Esercizio breve a
Riscrivi tutte le righe dei record a partire da quella che contiene "Expected behaviour: for every instance of the stone" e proseguendo fino all'ultima riga dei record, estremi inclusi, richieste comprese. Trasla di 115 le coordinate x e y di ogni punto nelle risposte.

Testo proposto
Con l'episodio di 6,1-7, l'orizzonte si amplia e la crisi rischia di infettare la comunità, lacerandone il tessuto comunionale. Si profilano conseguenze devastanti. Da qui la necessità di capire il problema e di ben impostarlo per una corretta soluzione. Siamo in presenza di un brano, importante per almeno tre motivi: inizia una seconda grande parte degli Atti, in cui la comunità cristiana supera i confini di Gerusalemme e si prepara a portare il Vangelo nel mondo; la comunità cristiana conosce una nuova forma organizzatrice che delinea meglio la struttura della Chiesa e, accanto ai Dodici, si incontra il gruppo dei Sette; infine, non tutto è chiaro e sereno nella vita quotidiana della comunità e sorgono dei problemi; il brano mostra come si affrontano e come si risolvono.

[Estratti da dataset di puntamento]
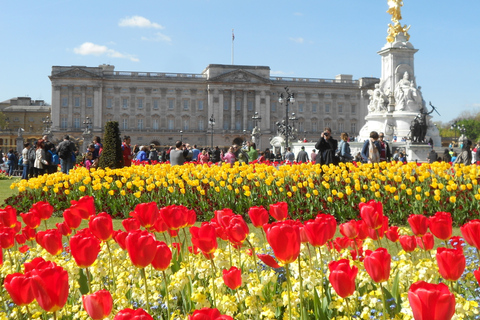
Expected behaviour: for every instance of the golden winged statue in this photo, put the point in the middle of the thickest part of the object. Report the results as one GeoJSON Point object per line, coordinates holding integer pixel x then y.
{"type": "Point", "coordinates": [394, 8]}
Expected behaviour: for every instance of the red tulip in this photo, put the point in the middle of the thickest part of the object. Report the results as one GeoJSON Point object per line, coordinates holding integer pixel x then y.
{"type": "Point", "coordinates": [163, 256]}
{"type": "Point", "coordinates": [44, 209]}
{"type": "Point", "coordinates": [8, 217]}
{"type": "Point", "coordinates": [85, 248]}
{"type": "Point", "coordinates": [20, 238]}
{"type": "Point", "coordinates": [31, 219]}
{"type": "Point", "coordinates": [349, 229]}
{"type": "Point", "coordinates": [268, 260]}
{"type": "Point", "coordinates": [232, 278]}
{"type": "Point", "coordinates": [258, 216]}
{"type": "Point", "coordinates": [431, 301]}
{"type": "Point", "coordinates": [237, 230]}
{"type": "Point", "coordinates": [208, 314]}
{"type": "Point", "coordinates": [50, 287]}
{"type": "Point", "coordinates": [7, 238]}
{"type": "Point", "coordinates": [392, 234]}
{"type": "Point", "coordinates": [279, 211]}
{"type": "Point", "coordinates": [98, 305]}
{"type": "Point", "coordinates": [130, 224]}
{"type": "Point", "coordinates": [418, 223]}
{"type": "Point", "coordinates": [284, 238]}
{"type": "Point", "coordinates": [50, 240]}
{"type": "Point", "coordinates": [72, 220]}
{"type": "Point", "coordinates": [426, 242]}
{"type": "Point", "coordinates": [29, 233]}
{"type": "Point", "coordinates": [372, 213]}
{"type": "Point", "coordinates": [64, 229]}
{"type": "Point", "coordinates": [19, 287]}
{"type": "Point", "coordinates": [471, 233]}
{"type": "Point", "coordinates": [377, 264]}
{"type": "Point", "coordinates": [101, 226]}
{"type": "Point", "coordinates": [119, 236]}
{"type": "Point", "coordinates": [342, 277]}
{"type": "Point", "coordinates": [441, 225]}
{"type": "Point", "coordinates": [408, 243]}
{"type": "Point", "coordinates": [146, 214]}
{"type": "Point", "coordinates": [476, 273]}
{"type": "Point", "coordinates": [130, 314]}
{"type": "Point", "coordinates": [141, 247]}
{"type": "Point", "coordinates": [451, 263]}
{"type": "Point", "coordinates": [84, 207]}
{"type": "Point", "coordinates": [174, 216]}
{"type": "Point", "coordinates": [204, 238]}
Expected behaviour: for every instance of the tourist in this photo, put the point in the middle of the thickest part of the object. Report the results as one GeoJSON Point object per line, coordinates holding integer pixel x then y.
{"type": "Point", "coordinates": [27, 146]}
{"type": "Point", "coordinates": [178, 156]}
{"type": "Point", "coordinates": [344, 149]}
{"type": "Point", "coordinates": [385, 151]}
{"type": "Point", "coordinates": [371, 149]}
{"type": "Point", "coordinates": [40, 161]}
{"type": "Point", "coordinates": [127, 151]}
{"type": "Point", "coordinates": [229, 157]}
{"type": "Point", "coordinates": [302, 155]}
{"type": "Point", "coordinates": [326, 147]}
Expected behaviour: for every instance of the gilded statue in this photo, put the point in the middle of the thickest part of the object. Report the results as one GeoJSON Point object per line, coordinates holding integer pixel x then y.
{"type": "Point", "coordinates": [394, 7]}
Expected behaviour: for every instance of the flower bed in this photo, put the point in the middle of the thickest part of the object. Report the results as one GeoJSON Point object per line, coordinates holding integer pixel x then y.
{"type": "Point", "coordinates": [222, 270]}
{"type": "Point", "coordinates": [337, 190]}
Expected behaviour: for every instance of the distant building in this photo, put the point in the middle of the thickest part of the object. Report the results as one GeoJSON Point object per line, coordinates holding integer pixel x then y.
{"type": "Point", "coordinates": [26, 115]}
{"type": "Point", "coordinates": [164, 107]}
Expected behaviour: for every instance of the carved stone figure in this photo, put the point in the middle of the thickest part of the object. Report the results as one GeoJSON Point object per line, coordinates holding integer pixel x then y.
{"type": "Point", "coordinates": [407, 97]}
{"type": "Point", "coordinates": [378, 99]}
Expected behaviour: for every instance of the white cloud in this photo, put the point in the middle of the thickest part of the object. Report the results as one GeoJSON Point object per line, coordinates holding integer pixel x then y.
{"type": "Point", "coordinates": [158, 37]}
{"type": "Point", "coordinates": [297, 40]}
{"type": "Point", "coordinates": [89, 48]}
{"type": "Point", "coordinates": [140, 22]}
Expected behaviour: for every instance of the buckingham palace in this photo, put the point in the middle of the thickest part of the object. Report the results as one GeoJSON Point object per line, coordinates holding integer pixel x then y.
{"type": "Point", "coordinates": [220, 104]}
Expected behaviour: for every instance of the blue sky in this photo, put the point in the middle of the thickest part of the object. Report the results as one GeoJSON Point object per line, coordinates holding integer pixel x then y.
{"type": "Point", "coordinates": [303, 38]}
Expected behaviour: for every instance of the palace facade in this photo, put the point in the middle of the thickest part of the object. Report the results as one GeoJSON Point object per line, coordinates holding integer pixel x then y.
{"type": "Point", "coordinates": [165, 107]}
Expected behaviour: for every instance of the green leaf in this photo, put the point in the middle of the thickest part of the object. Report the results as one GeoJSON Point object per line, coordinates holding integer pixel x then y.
{"type": "Point", "coordinates": [82, 281]}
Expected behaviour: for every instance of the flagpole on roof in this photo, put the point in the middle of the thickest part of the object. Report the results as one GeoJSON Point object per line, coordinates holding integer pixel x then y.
{"type": "Point", "coordinates": [233, 38]}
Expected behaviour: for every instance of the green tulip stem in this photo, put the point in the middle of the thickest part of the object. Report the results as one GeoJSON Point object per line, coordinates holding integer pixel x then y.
{"type": "Point", "coordinates": [144, 275]}
{"type": "Point", "coordinates": [89, 278]}
{"type": "Point", "coordinates": [214, 270]}
{"type": "Point", "coordinates": [254, 255]}
{"type": "Point", "coordinates": [111, 266]}
{"type": "Point", "coordinates": [301, 284]}
{"type": "Point", "coordinates": [166, 293]}
{"type": "Point", "coordinates": [348, 309]}
{"type": "Point", "coordinates": [384, 302]}
{"type": "Point", "coordinates": [289, 288]}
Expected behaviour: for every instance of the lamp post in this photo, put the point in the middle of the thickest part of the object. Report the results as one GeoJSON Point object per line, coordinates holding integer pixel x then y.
{"type": "Point", "coordinates": [288, 97]}
{"type": "Point", "coordinates": [211, 122]}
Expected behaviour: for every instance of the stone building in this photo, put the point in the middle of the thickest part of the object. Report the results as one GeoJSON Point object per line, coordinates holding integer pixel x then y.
{"type": "Point", "coordinates": [25, 117]}
{"type": "Point", "coordinates": [165, 107]}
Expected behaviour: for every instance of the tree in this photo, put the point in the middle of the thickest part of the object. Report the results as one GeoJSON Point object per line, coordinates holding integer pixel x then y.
{"type": "Point", "coordinates": [111, 156]}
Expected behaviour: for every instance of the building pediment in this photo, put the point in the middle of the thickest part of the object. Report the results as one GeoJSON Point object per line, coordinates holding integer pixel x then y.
{"type": "Point", "coordinates": [240, 76]}
{"type": "Point", "coordinates": [76, 73]}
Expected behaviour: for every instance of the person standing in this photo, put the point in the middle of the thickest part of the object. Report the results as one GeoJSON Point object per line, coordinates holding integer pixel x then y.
{"type": "Point", "coordinates": [326, 147]}
{"type": "Point", "coordinates": [371, 149]}
{"type": "Point", "coordinates": [344, 148]}
{"type": "Point", "coordinates": [178, 156]}
{"type": "Point", "coordinates": [27, 146]}
{"type": "Point", "coordinates": [386, 152]}
{"type": "Point", "coordinates": [302, 155]}
{"type": "Point", "coordinates": [65, 151]}
{"type": "Point", "coordinates": [127, 151]}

Esercizio breve b
Secondo il testo sugli Atti degli Apostoli, quale gruppo si incontra accanto ai Dodici?

Soluzione svolta a
Expected behaviour: for every instance of the stone building in this photo, put the point in the middle of the thickest part of the object. Report the results as one GeoJSON Point object per line, coordinates holding integer pixel x then y.
{"type": "Point", "coordinates": [140, 232]}
{"type": "Point", "coordinates": [280, 222]}
Expected behaviour: for every instance of the tree in this photo, put the point in the middle of the thickest part of the object. Report the results as one GeoJSON Point object per line, coordinates holding integer pixel x then y.
{"type": "Point", "coordinates": [226, 271]}
Expected behaviour: for every instance of the building pediment in this photo, put the point in the middle of the thickest part of the object. Report the results as one GeoJSON Point object per line, coordinates holding integer pixel x then y.
{"type": "Point", "coordinates": [355, 191]}
{"type": "Point", "coordinates": [191, 188]}
Expected behaviour: for every instance of the person standing in this photo, put the point in the middle of the thickest part of the object. Report the results as one GeoJSON Point object per line, coordinates holding integer pixel x then y.
{"type": "Point", "coordinates": [441, 262]}
{"type": "Point", "coordinates": [486, 264]}
{"type": "Point", "coordinates": [459, 263]}
{"type": "Point", "coordinates": [293, 271]}
{"type": "Point", "coordinates": [142, 261]}
{"type": "Point", "coordinates": [501, 267]}
{"type": "Point", "coordinates": [417, 270]}
{"type": "Point", "coordinates": [180, 266]}
{"type": "Point", "coordinates": [242, 266]}

Soluzione svolta b
Il gruppo dei Sette.